* Written problem: Return word for word every line below, from the line containing "Query: green grass" through the final line of the rows.

* Rows:
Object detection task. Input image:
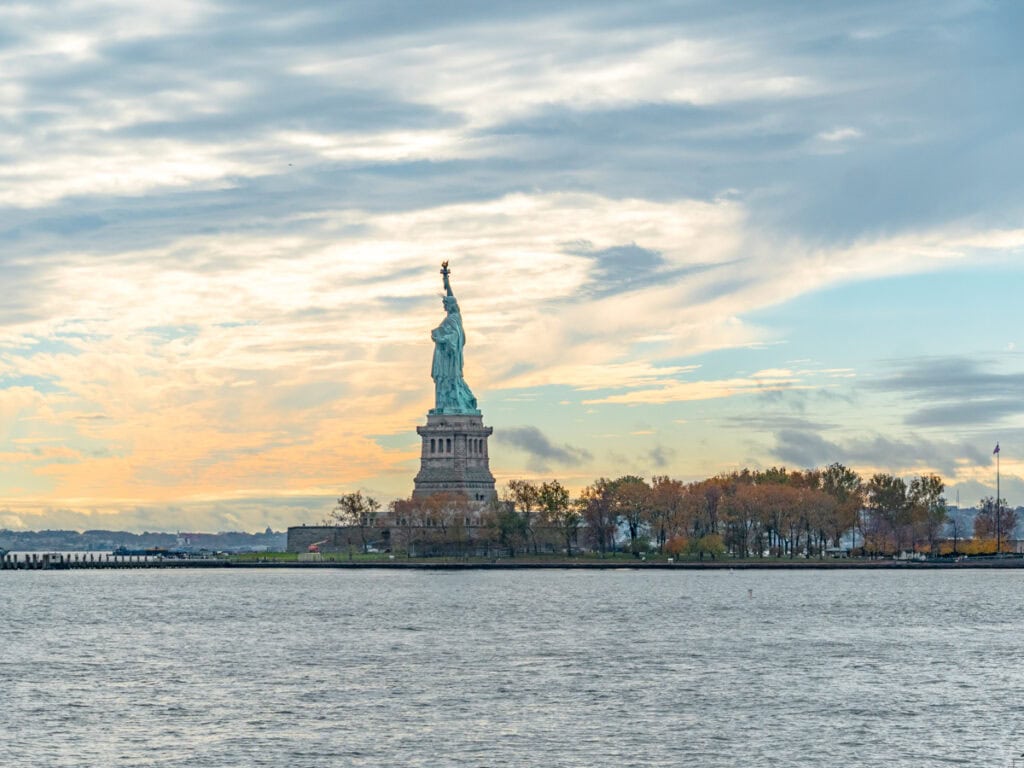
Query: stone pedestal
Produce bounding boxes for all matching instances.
[413,413,495,502]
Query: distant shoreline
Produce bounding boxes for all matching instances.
[4,557,1024,572]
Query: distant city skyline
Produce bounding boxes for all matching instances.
[0,0,1024,530]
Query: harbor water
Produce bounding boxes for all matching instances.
[0,568,1024,768]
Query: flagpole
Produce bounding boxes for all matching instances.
[995,442,1002,555]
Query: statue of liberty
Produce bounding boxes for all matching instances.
[430,261,480,415]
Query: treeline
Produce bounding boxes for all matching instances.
[330,463,1017,559]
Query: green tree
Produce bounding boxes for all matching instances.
[612,475,651,557]
[821,462,864,547]
[867,472,910,550]
[327,490,381,557]
[580,477,617,557]
[538,480,583,557]
[506,480,541,555]
[908,474,949,555]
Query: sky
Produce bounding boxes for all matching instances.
[0,0,1024,530]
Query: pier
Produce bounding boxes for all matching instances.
[0,552,230,570]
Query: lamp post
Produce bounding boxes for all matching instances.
[992,442,1002,556]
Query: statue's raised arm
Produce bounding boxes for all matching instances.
[430,261,479,414]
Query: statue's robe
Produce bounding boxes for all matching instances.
[430,310,476,412]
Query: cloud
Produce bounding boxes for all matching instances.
[865,356,1024,429]
[0,0,1024,527]
[772,429,987,477]
[647,445,677,469]
[497,427,594,471]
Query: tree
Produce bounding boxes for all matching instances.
[650,475,686,553]
[538,480,583,557]
[867,472,910,550]
[908,474,949,555]
[580,477,617,557]
[821,462,864,547]
[327,490,381,558]
[612,475,651,557]
[506,480,540,555]
[946,509,967,557]
[974,496,1017,551]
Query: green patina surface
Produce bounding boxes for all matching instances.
[430,261,480,416]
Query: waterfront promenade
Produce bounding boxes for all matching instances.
[0,552,1024,571]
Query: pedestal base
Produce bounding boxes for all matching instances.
[413,413,495,502]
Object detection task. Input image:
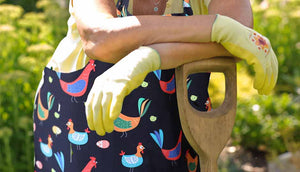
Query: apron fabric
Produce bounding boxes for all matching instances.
[33,0,211,172]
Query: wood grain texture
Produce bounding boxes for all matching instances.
[176,57,237,172]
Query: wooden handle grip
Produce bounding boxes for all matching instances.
[175,57,237,172]
[176,57,236,118]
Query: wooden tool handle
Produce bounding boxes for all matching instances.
[176,57,237,172]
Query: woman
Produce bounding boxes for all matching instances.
[34,0,277,172]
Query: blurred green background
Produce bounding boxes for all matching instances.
[0,0,300,172]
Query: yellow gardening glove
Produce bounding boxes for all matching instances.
[211,15,278,94]
[85,47,160,135]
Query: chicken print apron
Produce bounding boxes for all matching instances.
[33,0,211,172]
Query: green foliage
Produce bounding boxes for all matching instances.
[0,0,300,171]
[0,0,68,171]
[232,93,300,156]
[229,0,300,157]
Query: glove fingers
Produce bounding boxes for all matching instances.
[263,61,273,95]
[270,50,278,92]
[253,65,266,94]
[93,92,105,136]
[84,94,95,130]
[102,93,114,133]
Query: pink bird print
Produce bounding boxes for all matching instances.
[57,60,96,102]
[153,70,175,94]
[114,98,151,137]
[185,150,199,172]
[81,157,98,172]
[66,119,90,149]
[37,90,55,121]
[150,129,182,161]
[39,134,53,160]
[120,143,145,172]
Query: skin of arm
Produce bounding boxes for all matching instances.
[73,0,215,63]
[150,0,253,69]
[74,0,253,69]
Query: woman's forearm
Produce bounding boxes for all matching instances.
[74,0,215,62]
[149,43,232,69]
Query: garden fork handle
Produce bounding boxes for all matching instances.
[175,57,237,172]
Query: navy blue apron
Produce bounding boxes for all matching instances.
[33,0,211,172]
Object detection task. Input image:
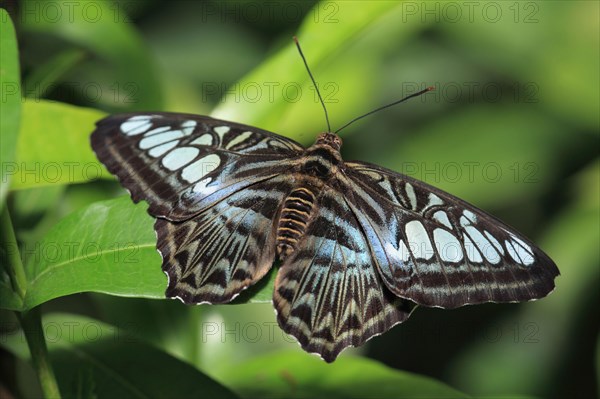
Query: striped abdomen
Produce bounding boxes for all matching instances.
[277,187,315,260]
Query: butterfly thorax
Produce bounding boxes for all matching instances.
[277,133,343,260]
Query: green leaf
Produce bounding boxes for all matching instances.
[19,197,167,309]
[17,197,274,309]
[11,100,108,189]
[22,0,162,110]
[217,351,469,399]
[384,105,571,207]
[2,314,237,398]
[213,1,427,139]
[23,48,86,99]
[0,8,21,210]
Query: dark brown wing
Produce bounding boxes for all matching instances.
[341,162,559,308]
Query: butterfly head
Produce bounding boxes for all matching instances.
[315,132,342,151]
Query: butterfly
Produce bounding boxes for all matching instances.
[91,39,559,362]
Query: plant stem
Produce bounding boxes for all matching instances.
[17,306,60,399]
[0,203,27,300]
[0,208,60,398]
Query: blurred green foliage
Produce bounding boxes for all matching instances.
[0,0,600,398]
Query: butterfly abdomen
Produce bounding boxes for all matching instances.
[277,187,315,260]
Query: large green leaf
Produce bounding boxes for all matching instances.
[0,9,21,210]
[217,351,469,399]
[22,0,162,110]
[11,100,106,189]
[2,314,237,398]
[12,197,273,309]
[16,197,162,309]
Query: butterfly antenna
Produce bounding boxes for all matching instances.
[334,86,435,134]
[294,36,331,132]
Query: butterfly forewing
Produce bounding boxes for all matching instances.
[273,189,414,361]
[155,177,291,303]
[91,113,303,221]
[342,162,559,308]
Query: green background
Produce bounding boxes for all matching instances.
[0,1,600,398]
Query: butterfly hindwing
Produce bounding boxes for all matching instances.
[345,162,559,308]
[273,189,414,362]
[91,113,303,221]
[155,178,291,303]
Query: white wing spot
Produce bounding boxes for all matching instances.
[148,140,179,158]
[404,220,434,259]
[463,209,477,223]
[192,177,212,193]
[225,131,252,150]
[465,226,500,264]
[427,193,444,208]
[213,126,231,140]
[483,231,504,255]
[360,169,381,181]
[463,234,483,263]
[144,126,172,137]
[504,235,535,266]
[510,233,533,256]
[433,229,463,263]
[121,115,154,136]
[190,133,212,146]
[181,154,221,183]
[162,147,200,170]
[385,240,410,263]
[181,119,198,136]
[139,130,183,150]
[433,211,452,229]
[404,183,417,210]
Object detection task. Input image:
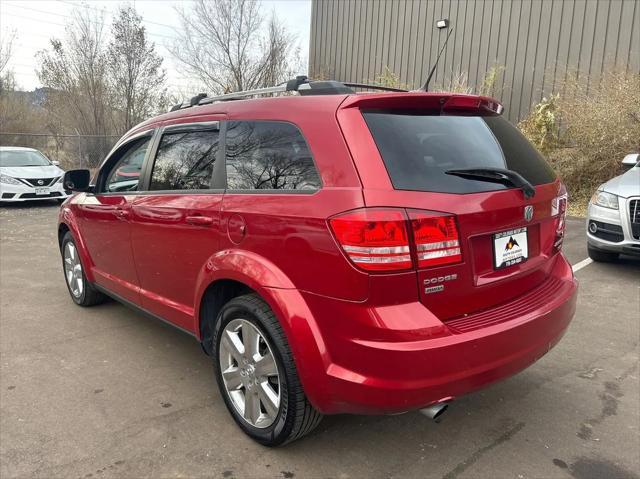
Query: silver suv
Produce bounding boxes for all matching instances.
[587,153,640,261]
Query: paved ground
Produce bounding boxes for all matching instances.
[0,205,640,479]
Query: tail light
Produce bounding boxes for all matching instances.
[329,208,462,271]
[551,192,567,251]
[329,208,413,271]
[409,211,462,268]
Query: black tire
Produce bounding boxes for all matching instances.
[587,245,619,263]
[212,294,322,446]
[60,231,106,306]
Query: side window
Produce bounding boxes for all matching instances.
[103,138,151,193]
[226,121,321,190]
[149,130,220,190]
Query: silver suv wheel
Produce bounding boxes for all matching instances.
[218,319,281,428]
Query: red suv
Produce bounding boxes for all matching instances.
[58,78,577,445]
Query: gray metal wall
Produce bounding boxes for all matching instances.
[309,0,640,121]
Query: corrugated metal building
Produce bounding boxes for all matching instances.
[309,0,640,121]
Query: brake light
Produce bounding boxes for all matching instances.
[409,211,462,268]
[329,208,413,271]
[442,95,504,115]
[551,192,567,251]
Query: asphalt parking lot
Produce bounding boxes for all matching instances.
[0,204,640,479]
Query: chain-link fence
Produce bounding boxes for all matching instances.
[0,132,120,170]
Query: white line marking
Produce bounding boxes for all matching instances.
[571,258,593,273]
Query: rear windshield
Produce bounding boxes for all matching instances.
[362,111,556,193]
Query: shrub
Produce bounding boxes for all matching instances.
[518,95,559,153]
[519,70,640,213]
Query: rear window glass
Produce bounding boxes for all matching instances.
[225,121,320,191]
[149,130,219,190]
[363,111,556,193]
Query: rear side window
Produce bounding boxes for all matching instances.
[363,111,556,193]
[225,121,320,190]
[149,130,220,191]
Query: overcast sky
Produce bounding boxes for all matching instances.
[0,0,311,92]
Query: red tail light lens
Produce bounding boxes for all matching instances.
[329,208,413,271]
[409,211,462,268]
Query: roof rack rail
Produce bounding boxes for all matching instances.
[169,75,407,111]
[343,82,409,93]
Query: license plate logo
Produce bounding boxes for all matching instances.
[493,228,529,269]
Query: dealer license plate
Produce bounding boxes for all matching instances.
[493,228,529,269]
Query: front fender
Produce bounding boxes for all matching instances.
[193,250,331,411]
[58,202,95,283]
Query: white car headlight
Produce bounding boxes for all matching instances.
[591,190,618,210]
[0,174,22,185]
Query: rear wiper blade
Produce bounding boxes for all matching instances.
[445,168,536,199]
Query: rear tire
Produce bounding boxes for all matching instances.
[587,245,619,263]
[60,231,106,306]
[212,294,322,446]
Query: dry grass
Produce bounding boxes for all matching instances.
[519,70,640,215]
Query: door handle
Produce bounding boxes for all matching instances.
[185,215,213,226]
[114,208,129,220]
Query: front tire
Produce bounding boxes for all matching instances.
[587,245,619,263]
[60,231,105,306]
[212,294,322,446]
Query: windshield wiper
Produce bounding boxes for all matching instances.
[445,168,536,199]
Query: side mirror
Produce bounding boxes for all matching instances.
[622,153,640,166]
[62,170,91,191]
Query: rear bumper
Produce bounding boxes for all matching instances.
[297,255,577,414]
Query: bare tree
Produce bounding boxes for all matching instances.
[38,9,113,164]
[0,30,16,94]
[169,0,295,93]
[107,6,166,131]
[0,30,16,74]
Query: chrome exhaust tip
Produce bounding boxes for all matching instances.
[419,401,450,422]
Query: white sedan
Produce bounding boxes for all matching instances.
[0,146,71,202]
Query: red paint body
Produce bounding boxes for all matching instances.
[60,93,577,413]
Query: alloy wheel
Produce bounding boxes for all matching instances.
[218,319,281,428]
[64,241,84,298]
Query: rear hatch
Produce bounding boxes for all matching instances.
[338,94,566,320]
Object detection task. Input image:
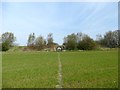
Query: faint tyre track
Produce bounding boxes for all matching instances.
[56,52,62,88]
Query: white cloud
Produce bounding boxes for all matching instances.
[1,0,119,2]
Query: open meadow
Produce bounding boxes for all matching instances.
[2,50,118,88]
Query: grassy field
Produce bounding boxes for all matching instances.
[2,52,58,88]
[2,50,118,88]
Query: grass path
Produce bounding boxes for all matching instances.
[56,52,62,88]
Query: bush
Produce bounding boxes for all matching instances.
[78,37,97,50]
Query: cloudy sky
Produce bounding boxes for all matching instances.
[0,2,118,45]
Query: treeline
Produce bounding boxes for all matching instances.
[26,33,58,51]
[63,30,120,50]
[0,30,120,51]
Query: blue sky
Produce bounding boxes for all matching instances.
[1,2,118,45]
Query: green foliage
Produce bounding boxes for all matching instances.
[47,33,54,48]
[78,36,97,50]
[64,33,77,50]
[2,41,10,51]
[64,33,97,50]
[2,50,118,88]
[97,30,120,48]
[35,36,46,50]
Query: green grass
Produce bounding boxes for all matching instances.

* Written response:
Query: green grass
Produce bounding boxes for all matching instances.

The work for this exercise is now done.